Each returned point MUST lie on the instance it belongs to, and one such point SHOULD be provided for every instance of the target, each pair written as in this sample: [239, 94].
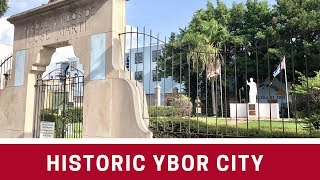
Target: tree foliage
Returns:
[3, 7]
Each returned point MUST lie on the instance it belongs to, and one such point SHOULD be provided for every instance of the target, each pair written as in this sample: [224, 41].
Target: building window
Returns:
[139, 57]
[156, 55]
[127, 60]
[154, 75]
[73, 65]
[139, 76]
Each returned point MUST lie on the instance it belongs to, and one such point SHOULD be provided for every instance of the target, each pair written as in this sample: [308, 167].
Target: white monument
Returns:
[254, 110]
[113, 105]
[253, 91]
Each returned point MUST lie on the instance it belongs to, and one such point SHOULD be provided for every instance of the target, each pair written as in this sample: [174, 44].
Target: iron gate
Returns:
[59, 101]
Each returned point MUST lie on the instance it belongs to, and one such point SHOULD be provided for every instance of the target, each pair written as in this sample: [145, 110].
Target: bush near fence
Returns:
[71, 116]
[175, 127]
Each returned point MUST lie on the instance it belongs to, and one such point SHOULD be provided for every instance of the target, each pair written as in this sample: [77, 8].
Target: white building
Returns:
[142, 63]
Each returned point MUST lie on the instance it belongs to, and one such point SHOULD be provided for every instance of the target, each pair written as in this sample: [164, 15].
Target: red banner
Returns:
[159, 161]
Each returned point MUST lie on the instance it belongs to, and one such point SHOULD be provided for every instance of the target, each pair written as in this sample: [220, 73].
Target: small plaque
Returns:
[252, 113]
[47, 129]
[252, 107]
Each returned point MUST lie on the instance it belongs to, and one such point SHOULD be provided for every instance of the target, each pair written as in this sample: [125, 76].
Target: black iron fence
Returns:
[59, 100]
[5, 72]
[211, 92]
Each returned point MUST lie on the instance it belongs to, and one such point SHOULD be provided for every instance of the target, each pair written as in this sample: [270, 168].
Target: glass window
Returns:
[73, 65]
[139, 76]
[154, 75]
[156, 55]
[139, 57]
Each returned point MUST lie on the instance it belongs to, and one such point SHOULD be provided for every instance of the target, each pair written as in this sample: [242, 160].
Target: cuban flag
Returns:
[281, 67]
[214, 73]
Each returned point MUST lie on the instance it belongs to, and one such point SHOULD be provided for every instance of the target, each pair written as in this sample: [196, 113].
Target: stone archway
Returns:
[92, 27]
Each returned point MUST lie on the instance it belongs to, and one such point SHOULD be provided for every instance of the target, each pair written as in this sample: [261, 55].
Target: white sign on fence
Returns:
[47, 129]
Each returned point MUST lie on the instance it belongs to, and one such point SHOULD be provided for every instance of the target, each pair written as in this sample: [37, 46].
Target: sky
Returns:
[161, 16]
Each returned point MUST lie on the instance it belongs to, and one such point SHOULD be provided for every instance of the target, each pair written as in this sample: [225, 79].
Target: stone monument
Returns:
[252, 92]
[113, 105]
[252, 106]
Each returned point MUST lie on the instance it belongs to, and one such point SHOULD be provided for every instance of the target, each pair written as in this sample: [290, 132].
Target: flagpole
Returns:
[287, 93]
[221, 92]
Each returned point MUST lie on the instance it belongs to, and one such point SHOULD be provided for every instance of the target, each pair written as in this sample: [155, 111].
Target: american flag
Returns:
[281, 67]
[214, 73]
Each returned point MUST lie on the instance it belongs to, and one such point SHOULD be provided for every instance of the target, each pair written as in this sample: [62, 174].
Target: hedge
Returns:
[162, 111]
[179, 128]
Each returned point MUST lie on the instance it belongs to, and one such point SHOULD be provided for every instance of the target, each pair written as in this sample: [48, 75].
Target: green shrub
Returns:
[190, 128]
[162, 111]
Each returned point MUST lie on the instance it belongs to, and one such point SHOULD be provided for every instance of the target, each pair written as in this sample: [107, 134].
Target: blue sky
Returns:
[162, 16]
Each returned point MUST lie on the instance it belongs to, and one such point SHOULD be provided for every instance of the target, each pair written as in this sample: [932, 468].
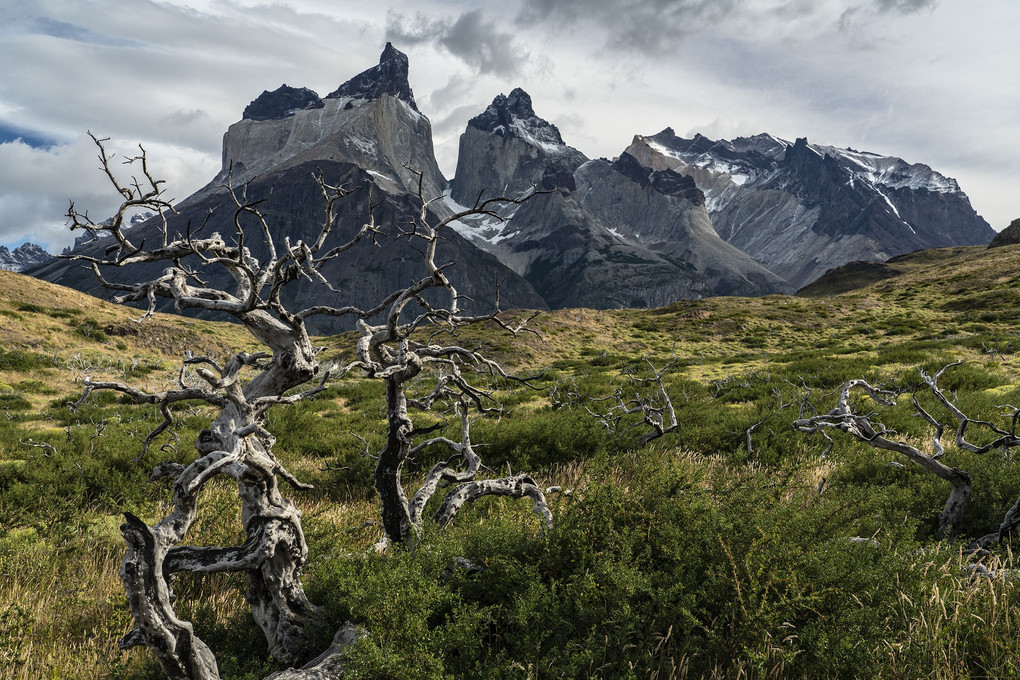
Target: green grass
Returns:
[699, 556]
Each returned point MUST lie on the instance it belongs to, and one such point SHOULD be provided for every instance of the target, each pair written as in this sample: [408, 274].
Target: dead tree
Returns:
[245, 386]
[395, 352]
[863, 427]
[650, 400]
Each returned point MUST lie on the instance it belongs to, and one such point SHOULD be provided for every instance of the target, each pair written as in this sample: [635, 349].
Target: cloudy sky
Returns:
[929, 81]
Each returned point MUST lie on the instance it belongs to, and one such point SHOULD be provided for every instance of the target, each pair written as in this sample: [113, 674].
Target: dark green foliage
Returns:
[18, 360]
[91, 329]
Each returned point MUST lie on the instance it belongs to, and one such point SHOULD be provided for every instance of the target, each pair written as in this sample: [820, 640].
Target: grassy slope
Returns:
[723, 590]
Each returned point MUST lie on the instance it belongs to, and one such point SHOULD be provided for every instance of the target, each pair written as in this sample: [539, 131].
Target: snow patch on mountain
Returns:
[23, 257]
[489, 228]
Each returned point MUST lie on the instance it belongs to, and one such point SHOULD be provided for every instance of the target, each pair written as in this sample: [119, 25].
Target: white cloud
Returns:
[917, 79]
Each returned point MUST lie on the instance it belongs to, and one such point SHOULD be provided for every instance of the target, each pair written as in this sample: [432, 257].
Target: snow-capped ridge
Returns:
[802, 208]
[24, 257]
[514, 115]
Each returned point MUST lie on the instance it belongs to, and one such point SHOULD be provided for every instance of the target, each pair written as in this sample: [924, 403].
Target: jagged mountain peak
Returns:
[514, 115]
[802, 208]
[23, 257]
[282, 102]
[387, 77]
[665, 181]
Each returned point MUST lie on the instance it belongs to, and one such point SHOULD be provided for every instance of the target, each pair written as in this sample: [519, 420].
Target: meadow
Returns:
[731, 547]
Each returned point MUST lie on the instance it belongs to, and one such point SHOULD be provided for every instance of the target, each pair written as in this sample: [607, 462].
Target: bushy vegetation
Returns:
[733, 546]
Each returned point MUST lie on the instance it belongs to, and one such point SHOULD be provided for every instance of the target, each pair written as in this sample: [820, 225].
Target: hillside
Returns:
[732, 545]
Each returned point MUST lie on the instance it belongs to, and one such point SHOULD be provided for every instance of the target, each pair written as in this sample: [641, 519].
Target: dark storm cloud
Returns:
[49, 27]
[640, 25]
[471, 37]
[906, 6]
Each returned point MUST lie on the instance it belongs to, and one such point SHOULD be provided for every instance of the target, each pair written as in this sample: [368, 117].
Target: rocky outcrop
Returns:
[362, 135]
[388, 77]
[803, 209]
[371, 121]
[281, 103]
[1009, 236]
[606, 233]
[23, 257]
[507, 149]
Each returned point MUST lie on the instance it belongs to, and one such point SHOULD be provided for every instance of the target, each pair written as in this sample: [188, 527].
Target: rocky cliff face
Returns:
[802, 209]
[507, 149]
[362, 134]
[607, 234]
[371, 121]
[23, 257]
[1009, 236]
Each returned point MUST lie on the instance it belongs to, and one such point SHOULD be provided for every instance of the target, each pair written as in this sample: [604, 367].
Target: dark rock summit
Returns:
[514, 116]
[609, 233]
[388, 77]
[663, 181]
[282, 102]
[371, 140]
[1011, 234]
[507, 149]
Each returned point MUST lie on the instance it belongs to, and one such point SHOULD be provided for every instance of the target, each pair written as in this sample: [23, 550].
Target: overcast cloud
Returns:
[930, 82]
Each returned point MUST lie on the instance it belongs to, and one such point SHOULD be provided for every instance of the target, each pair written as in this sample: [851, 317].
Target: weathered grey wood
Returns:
[246, 385]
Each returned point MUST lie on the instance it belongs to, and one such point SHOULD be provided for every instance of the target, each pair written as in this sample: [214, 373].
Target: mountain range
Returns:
[669, 218]
[23, 257]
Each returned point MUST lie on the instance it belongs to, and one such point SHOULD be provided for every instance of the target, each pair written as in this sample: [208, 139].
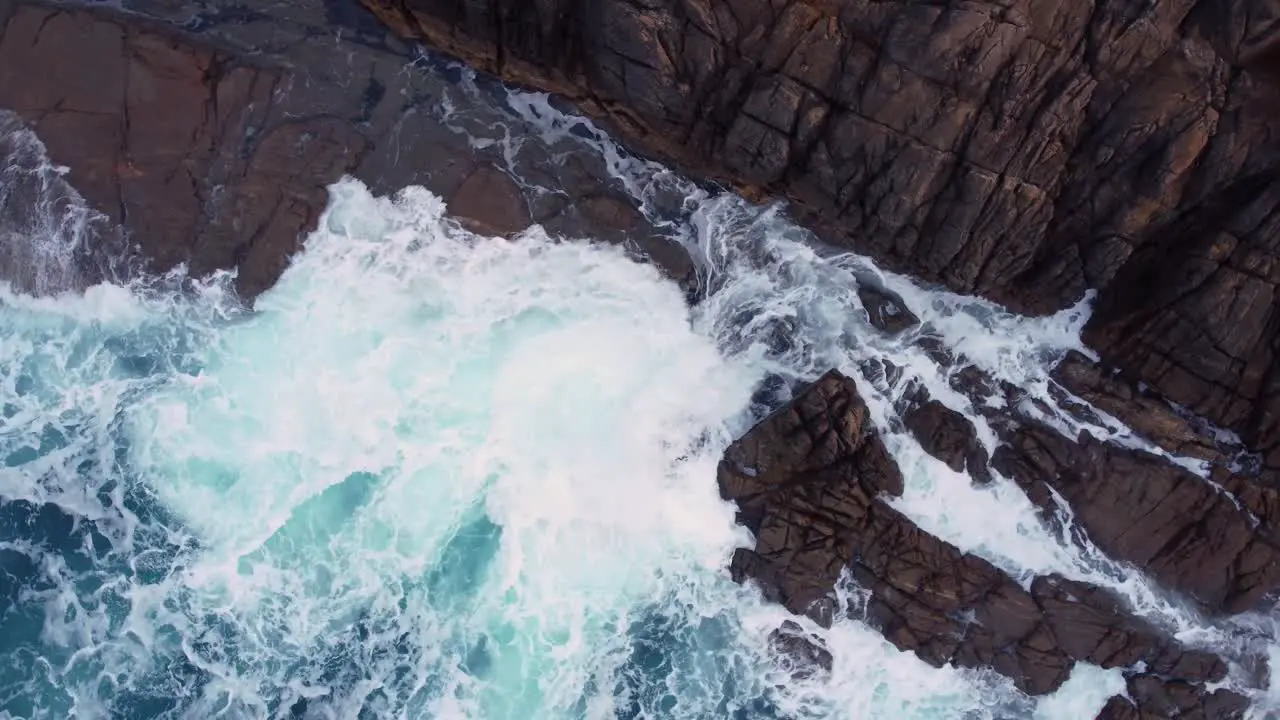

-=-=-

● **Written request**: Please render the listing as a JSON list of strings, one string per line, starting with the line that contains "sample: [23, 550]." and running through the end of the listing. Omit blank lines and leave the pictures out.

● **Correct output**:
[
  "Each returned point MUST lie on the instance it belongs to, and one such point SHOULD be provided for every instance of the target, each pair written as in this sample: [23, 550].",
  "Target: overcast cloud",
  "Returns:",
  "[930, 82]",
  "Each returned point MUST lie on the instance it belongs to, and one such point SHOULD be provided for every instance of the target, each pair written as in this sample: [851, 317].",
  "Target: weathered grey wood",
  "Returns:",
  "[246, 385]",
  "Each returned point MUST lie on the instance it belongs to, and one such point SHOULD be provided for every instance of the target, each pair written as in this sample: [214, 373].",
  "Target: mountain range",
  "Returns:",
  "[669, 218]",
  "[23, 257]",
  "Each returned point MUST lie on the instance it belongs to, and one such point SHOULD be provided for every instance of the target, each pair written as in this sample: [208, 139]."
]